I have a forum in which I'm using the Forum Access module as a means of controlling what user can access which forum. One of the forums is an "administrative" forum where the only access is for the administrator of the site to post items of a general interest. No one else has access to this forum.

However, recently I found a reply from another user in that same forum. The user who posted the response had no special priviledges. To test this problem I created another user account with no special access. After I logged into the site, I was able to post responses to this same "admin" forum.

One of the bug reports I noticed mentioned that "Tracker" may have had an effect and other report talked about Node Access being in conflict. However, I not using either of these.

Am I missing something here? Is there some other location that may be having an effect on the permissions for this module? I've also reset the Permissions for the entire site.

I'd appreciate any help you may be able to offer.

Thanks for your work.

Techgy

Comments

Anonymous’s picture

Category: bug » support
salvis’s picture

Status: Active » Postponed (maintainer needs more info)

Please follow the directions that were shown when you posted this issue. What node type is the leaked post?

Generally, node access depends on the cooperation of each and every module that can make the nodes available to users. The core modules are assumed to cooperate (but even core can have bugs), and any contrib modules that display nodes may or may not behave properly. If it doesn't, this would be considered a bug and need to be reported to the module's issue queue.

After I logged into the site, I was able to post responses to this same "admin" forum.

Were you able to see posts in the admin forum or just to post replies by guessing NIDs of posts in the forum?

Please note that FA 6.x is not released for production sites yet, and it may very well have bugs itself.

Anonymous’s picture

I found the problem shortly after I posted the support request.
If the "Comment" permissions are set to allow an "authenticated user" access to post comments, that apparently overrides any permissions set by the Forum Access module. When I removed the "Authenticated User" from the comment permissions, everything worked fine.

salvis’s picture

So through "another user account with no special access" you did not actually see posts in the admin forum, but you created comments blindly by manufacturing a reply URL, right?

Babalu’s picture

i have female and male roles on my site. i have forum threads ladies only and mens only. in ladies only can just post ladies and mens only men. but when i manage the accesses with forum access, mens can post in ladies only thread an ladies in mens only thread.
it dont works :(

Anonymous’s picture

Not quite. All of the forums are viewable by anyone. An Authenticated User is granted access to post and reply to topics in all forums except the Admin forum. The account that I used for the test wasn't granted anything special and should have access to all of the forums except the "admin" forum.

_____

**TASKS TO PERFORM**
**A)** Mark each statement yes or no according to the support thread above, and quote the exact words of the thread that settle it. (i) The account used for the test was given special access. (ii) Removing "Authenticated User" from the comment permissions fixed the problem. (iii) FA 6.x is released for production sites.
**B)** Using the support thread above, explain why an account with no special access could post replies in the admin forum.

**SOURCE DATA**
_____

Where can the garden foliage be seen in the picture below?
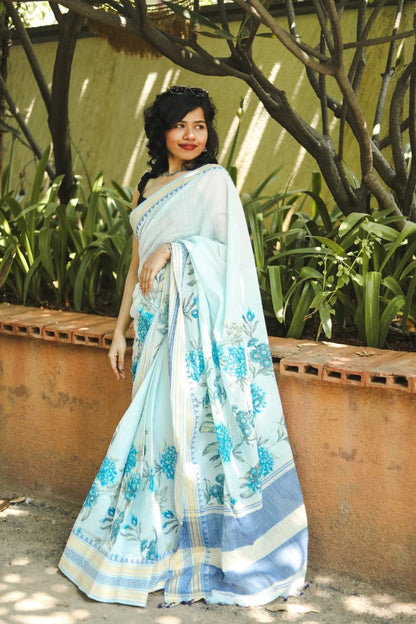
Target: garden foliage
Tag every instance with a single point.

_____

**ANSWERS**
**A)**
(i) No: "The account that I used for the test wasn't granted anything special"
(ii) Yes: "When I removed the "Authenticated User" from the comment permissions, everything worked fine."
(iii) No: "FA 6.x is not released for production sites yet"

**B)** The "Comment" permissions allowed an authenticated user to post comments, and this apparently overrode the permissions set by the Forum Access module. Once "Authenticated User" was removed from the comment permissions, everything worked fine.